## Work to be completed
Reproduce without any changes every line from the beginning of the rows up to and including the line that contains "[[[20,0],[11,0],[10,7],[17,16],[20,28],[29,25],[27,10]]]".

## Information shown

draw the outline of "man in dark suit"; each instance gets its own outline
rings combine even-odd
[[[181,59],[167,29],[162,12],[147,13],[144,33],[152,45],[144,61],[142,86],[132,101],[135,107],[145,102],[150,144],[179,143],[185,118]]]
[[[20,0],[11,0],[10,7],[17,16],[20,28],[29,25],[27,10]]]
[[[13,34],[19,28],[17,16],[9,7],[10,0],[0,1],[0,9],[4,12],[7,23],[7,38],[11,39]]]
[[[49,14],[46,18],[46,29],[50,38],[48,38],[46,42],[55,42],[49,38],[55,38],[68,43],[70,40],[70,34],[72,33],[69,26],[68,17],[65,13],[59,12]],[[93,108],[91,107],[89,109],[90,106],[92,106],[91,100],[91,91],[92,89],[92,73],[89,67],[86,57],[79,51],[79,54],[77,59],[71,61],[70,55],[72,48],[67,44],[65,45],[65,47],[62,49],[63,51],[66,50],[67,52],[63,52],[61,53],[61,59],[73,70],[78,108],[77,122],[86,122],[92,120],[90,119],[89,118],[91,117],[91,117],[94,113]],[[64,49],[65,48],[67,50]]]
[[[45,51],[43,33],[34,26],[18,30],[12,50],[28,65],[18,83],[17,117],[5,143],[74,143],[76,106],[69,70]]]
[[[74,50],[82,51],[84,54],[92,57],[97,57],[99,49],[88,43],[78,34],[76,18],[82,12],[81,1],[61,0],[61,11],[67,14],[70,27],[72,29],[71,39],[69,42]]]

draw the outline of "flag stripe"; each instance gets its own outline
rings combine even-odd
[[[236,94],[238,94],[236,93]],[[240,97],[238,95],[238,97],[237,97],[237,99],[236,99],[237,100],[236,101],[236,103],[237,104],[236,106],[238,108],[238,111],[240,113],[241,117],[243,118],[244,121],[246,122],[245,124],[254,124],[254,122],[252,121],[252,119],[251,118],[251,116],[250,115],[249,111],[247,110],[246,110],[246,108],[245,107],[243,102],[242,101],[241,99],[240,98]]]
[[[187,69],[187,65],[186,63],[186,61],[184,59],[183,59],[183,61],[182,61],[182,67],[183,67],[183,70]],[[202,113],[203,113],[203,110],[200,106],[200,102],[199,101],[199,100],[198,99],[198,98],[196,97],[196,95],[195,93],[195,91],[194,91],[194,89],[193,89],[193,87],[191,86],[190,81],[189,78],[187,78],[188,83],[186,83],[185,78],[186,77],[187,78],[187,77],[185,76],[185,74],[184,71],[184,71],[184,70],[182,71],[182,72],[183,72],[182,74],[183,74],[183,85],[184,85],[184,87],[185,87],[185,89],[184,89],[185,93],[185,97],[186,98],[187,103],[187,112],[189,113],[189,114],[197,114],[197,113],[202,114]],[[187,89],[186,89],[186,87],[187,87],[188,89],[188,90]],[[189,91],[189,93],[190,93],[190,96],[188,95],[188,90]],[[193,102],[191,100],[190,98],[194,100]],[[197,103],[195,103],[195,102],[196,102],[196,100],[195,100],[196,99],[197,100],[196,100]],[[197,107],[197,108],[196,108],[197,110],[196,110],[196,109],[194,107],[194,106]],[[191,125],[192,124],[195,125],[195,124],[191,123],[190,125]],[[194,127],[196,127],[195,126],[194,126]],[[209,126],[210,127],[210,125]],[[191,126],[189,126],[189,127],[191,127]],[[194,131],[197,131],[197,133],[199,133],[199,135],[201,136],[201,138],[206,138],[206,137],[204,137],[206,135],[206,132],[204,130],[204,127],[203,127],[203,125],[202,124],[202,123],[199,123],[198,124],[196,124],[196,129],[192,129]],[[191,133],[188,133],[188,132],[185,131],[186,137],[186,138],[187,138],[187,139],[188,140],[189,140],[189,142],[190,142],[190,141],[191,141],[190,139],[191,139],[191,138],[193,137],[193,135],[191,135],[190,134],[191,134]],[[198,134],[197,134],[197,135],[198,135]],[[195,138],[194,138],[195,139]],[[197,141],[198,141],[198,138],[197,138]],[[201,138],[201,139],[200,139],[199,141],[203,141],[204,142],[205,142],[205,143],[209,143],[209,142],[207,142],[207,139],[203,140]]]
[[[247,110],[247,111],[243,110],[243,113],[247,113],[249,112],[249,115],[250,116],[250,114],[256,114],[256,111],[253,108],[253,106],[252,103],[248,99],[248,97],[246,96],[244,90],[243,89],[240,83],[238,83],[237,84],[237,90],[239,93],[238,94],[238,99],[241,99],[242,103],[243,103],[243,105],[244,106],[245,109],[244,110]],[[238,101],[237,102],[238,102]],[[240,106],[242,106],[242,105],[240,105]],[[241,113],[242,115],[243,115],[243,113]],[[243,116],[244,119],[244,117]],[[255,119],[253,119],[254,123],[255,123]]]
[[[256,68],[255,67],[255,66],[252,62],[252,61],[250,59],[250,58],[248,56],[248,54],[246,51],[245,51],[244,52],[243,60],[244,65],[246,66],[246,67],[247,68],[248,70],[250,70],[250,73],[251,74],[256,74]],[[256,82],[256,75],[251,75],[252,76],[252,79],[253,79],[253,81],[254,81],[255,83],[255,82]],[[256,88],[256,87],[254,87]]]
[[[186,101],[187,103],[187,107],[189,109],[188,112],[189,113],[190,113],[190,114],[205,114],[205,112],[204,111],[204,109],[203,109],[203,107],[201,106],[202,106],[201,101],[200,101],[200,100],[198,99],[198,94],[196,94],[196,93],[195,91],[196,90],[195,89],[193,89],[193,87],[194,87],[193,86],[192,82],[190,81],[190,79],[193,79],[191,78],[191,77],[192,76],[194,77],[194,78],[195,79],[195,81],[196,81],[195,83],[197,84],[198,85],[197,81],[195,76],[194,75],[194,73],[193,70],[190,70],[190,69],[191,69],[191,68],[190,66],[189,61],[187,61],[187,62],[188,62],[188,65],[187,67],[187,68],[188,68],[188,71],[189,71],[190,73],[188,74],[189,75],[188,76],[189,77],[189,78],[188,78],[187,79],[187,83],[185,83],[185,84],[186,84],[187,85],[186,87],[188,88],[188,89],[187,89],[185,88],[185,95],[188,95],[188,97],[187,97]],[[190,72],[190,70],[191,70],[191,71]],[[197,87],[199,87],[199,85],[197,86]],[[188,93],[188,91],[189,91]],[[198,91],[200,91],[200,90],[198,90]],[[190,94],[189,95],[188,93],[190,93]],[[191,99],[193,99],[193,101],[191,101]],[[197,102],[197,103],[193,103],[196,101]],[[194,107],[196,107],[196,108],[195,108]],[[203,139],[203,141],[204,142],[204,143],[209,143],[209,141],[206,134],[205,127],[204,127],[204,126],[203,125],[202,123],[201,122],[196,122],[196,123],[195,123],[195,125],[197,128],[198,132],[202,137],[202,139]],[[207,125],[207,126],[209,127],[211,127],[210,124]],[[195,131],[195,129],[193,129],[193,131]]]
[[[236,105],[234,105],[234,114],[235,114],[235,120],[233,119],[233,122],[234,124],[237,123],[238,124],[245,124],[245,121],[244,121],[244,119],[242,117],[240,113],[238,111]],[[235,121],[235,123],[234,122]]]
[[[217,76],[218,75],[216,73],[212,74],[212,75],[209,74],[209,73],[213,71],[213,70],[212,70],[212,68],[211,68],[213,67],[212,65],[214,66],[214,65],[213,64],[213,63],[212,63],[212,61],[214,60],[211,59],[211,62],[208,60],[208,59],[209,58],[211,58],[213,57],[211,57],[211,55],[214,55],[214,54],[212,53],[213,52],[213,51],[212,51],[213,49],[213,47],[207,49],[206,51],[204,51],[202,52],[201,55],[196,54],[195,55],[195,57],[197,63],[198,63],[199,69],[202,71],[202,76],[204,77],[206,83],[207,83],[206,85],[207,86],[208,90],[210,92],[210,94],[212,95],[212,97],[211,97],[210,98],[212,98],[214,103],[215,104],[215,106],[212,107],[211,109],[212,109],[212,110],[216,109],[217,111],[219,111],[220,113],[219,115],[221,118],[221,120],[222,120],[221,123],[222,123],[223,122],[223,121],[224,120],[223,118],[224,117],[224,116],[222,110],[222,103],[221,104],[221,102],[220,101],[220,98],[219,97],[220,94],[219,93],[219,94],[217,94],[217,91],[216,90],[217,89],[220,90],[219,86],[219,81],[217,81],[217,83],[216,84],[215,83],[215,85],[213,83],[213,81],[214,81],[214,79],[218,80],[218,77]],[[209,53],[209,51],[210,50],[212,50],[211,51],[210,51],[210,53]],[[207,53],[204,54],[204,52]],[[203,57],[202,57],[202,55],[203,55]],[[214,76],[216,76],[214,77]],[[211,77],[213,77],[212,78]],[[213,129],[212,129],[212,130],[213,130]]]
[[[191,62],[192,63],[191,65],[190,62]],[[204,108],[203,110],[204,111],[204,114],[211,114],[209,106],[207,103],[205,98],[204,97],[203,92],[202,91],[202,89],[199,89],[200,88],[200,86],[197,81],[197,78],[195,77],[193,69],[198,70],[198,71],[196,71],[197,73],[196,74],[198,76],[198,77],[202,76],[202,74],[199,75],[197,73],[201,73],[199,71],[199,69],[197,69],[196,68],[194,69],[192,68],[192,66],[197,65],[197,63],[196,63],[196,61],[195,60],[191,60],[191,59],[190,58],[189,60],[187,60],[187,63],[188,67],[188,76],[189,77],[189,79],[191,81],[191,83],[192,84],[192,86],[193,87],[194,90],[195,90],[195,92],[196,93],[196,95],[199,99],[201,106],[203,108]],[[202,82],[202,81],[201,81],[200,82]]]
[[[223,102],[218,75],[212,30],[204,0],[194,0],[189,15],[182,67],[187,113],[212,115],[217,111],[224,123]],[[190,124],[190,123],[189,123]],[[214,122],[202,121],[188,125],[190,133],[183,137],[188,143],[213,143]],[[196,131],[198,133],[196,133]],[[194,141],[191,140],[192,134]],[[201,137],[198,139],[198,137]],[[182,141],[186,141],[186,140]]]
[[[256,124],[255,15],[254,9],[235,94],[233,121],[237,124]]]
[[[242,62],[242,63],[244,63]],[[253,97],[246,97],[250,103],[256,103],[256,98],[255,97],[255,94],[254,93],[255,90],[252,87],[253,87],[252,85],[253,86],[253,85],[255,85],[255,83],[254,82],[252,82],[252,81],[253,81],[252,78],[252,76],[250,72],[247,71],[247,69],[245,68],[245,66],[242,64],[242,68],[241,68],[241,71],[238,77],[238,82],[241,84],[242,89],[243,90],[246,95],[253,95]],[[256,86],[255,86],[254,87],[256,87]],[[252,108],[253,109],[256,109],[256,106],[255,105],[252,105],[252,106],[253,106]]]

## Response below
draw the outline of "man in dark suit"; each instance gets its own outline
rings combine even-odd
[[[181,59],[167,29],[162,12],[147,13],[144,33],[152,45],[144,61],[142,86],[132,101],[135,107],[145,102],[150,144],[179,143],[185,118]]]
[[[20,0],[11,0],[10,7],[17,16],[20,28],[29,25],[27,10]]]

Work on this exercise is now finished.